## Directions
Please pick out every line of the listing below that contains the word "mountain", and copy each one.

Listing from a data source

════════════════════

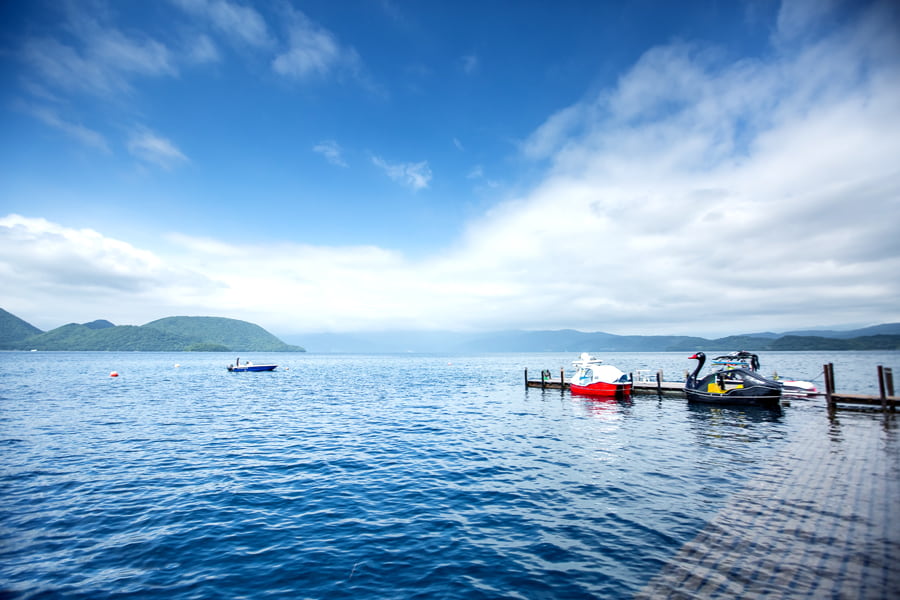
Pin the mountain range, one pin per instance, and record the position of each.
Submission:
(175, 334)
(879, 337)
(171, 334)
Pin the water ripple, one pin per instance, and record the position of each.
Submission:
(388, 477)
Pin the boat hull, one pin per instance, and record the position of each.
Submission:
(252, 368)
(751, 396)
(601, 388)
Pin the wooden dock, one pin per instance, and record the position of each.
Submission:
(885, 400)
(647, 382)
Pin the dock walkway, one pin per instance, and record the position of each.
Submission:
(820, 522)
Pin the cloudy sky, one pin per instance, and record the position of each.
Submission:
(633, 167)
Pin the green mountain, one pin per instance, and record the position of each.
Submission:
(13, 329)
(231, 333)
(173, 334)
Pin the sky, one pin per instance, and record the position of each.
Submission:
(637, 167)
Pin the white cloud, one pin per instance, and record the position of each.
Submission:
(696, 196)
(313, 51)
(151, 148)
(331, 151)
(201, 49)
(239, 23)
(62, 274)
(415, 176)
(101, 60)
(82, 134)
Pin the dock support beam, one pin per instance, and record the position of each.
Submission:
(886, 386)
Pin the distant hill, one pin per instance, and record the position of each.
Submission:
(231, 333)
(13, 329)
(172, 334)
(885, 329)
(569, 340)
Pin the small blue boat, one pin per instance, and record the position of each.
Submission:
(237, 367)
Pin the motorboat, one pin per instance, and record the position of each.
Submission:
(734, 385)
(748, 360)
(237, 367)
(593, 378)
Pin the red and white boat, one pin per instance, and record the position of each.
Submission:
(596, 379)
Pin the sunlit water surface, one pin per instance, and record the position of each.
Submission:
(389, 476)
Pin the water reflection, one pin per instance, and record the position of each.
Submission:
(605, 409)
(719, 425)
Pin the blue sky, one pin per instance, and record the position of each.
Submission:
(632, 167)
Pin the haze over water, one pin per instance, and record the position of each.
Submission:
(352, 475)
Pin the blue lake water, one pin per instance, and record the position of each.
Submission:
(387, 476)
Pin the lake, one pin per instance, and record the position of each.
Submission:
(388, 476)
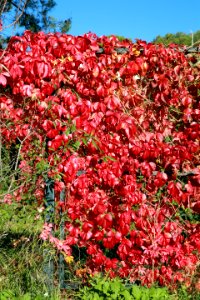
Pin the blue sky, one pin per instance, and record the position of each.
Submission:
(133, 19)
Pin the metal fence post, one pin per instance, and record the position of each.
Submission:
(61, 266)
(49, 218)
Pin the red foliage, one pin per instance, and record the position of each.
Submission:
(122, 132)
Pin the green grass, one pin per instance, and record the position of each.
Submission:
(21, 254)
(22, 260)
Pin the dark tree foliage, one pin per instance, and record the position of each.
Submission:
(33, 15)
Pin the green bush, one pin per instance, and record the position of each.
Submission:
(102, 288)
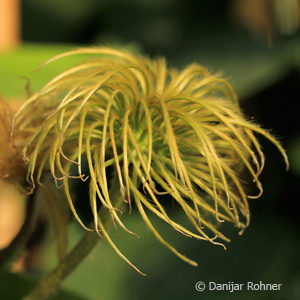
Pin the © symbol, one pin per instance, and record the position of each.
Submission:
(200, 286)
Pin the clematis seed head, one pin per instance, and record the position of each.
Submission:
(163, 131)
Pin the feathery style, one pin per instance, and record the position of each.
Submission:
(162, 131)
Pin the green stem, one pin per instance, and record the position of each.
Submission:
(84, 247)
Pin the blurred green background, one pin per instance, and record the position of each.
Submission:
(264, 68)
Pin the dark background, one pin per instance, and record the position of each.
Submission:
(263, 66)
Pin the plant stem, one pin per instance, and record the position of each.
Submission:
(84, 247)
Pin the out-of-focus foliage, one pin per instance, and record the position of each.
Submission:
(267, 80)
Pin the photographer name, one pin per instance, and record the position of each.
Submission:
(249, 286)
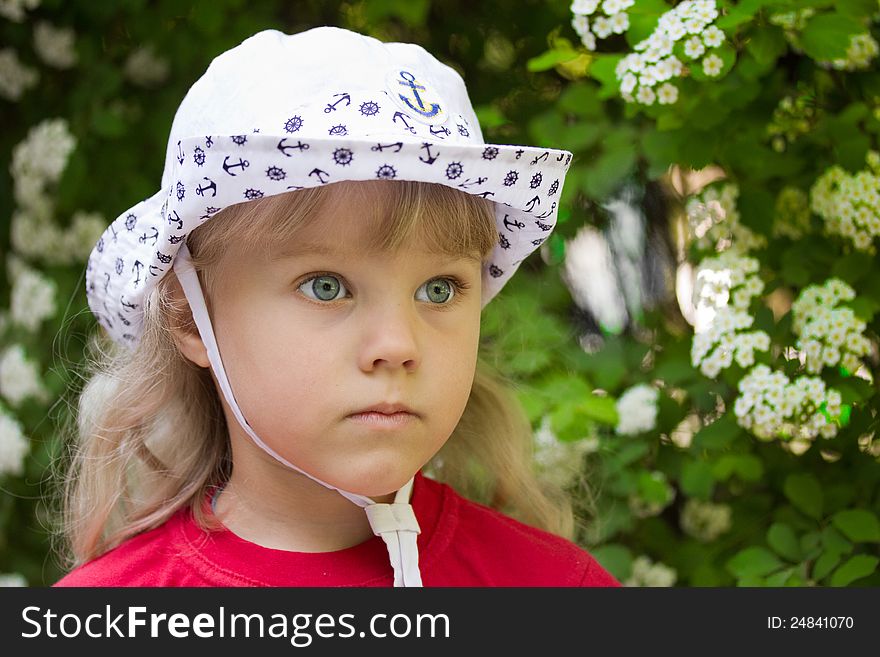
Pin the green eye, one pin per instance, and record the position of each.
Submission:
(323, 288)
(438, 290)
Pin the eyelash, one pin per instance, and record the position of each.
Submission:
(459, 287)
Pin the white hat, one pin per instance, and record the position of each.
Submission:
(284, 112)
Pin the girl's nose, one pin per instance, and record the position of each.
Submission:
(390, 340)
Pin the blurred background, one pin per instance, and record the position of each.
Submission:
(696, 345)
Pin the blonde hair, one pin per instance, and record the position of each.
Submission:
(151, 435)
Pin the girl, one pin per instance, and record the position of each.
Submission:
(295, 324)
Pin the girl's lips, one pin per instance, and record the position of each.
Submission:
(377, 419)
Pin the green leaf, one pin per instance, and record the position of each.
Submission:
(697, 479)
(550, 59)
(784, 542)
(861, 565)
(826, 36)
(826, 562)
(718, 435)
(805, 493)
(858, 525)
(616, 559)
(767, 43)
(754, 561)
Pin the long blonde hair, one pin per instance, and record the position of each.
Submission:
(151, 435)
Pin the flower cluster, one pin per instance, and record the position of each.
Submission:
(792, 217)
(32, 299)
(613, 19)
(13, 445)
(705, 521)
(715, 221)
(828, 334)
(793, 117)
(19, 376)
(850, 204)
(14, 9)
(15, 77)
(146, 69)
(560, 461)
(637, 410)
(724, 289)
(771, 406)
(647, 573)
(862, 51)
(55, 45)
(654, 63)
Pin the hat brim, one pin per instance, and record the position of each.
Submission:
(213, 172)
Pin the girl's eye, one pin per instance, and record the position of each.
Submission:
(437, 290)
(323, 288)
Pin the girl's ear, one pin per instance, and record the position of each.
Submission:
(183, 327)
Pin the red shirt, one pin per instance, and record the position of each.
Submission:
(462, 544)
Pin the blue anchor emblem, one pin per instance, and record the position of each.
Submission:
(409, 80)
(243, 164)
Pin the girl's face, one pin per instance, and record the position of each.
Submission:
(354, 365)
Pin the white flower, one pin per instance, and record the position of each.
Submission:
(713, 37)
(14, 9)
(667, 94)
(712, 65)
(693, 47)
(620, 23)
(19, 377)
(146, 69)
(32, 299)
(581, 24)
(15, 77)
(13, 446)
(55, 45)
(586, 7)
(602, 27)
(705, 521)
(637, 410)
(647, 573)
(645, 95)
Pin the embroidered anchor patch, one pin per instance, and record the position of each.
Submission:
(416, 96)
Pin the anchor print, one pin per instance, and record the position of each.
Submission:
(548, 213)
(532, 203)
(243, 164)
(516, 223)
(537, 159)
(138, 265)
(409, 80)
(471, 182)
(430, 159)
(343, 96)
(212, 186)
(381, 147)
(128, 305)
(320, 173)
(288, 147)
(403, 117)
(155, 236)
(176, 218)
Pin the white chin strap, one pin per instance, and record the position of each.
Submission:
(396, 523)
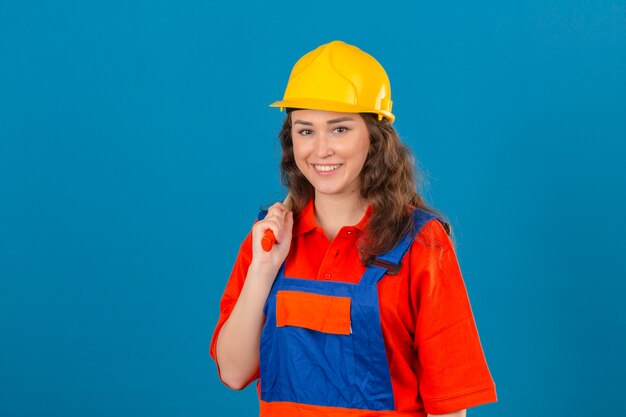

════════════════════

## Output
Pin the mountain range, one pin per instance, and record the position of each.
Pin the green mountain, one pin per instance, and record the position of each.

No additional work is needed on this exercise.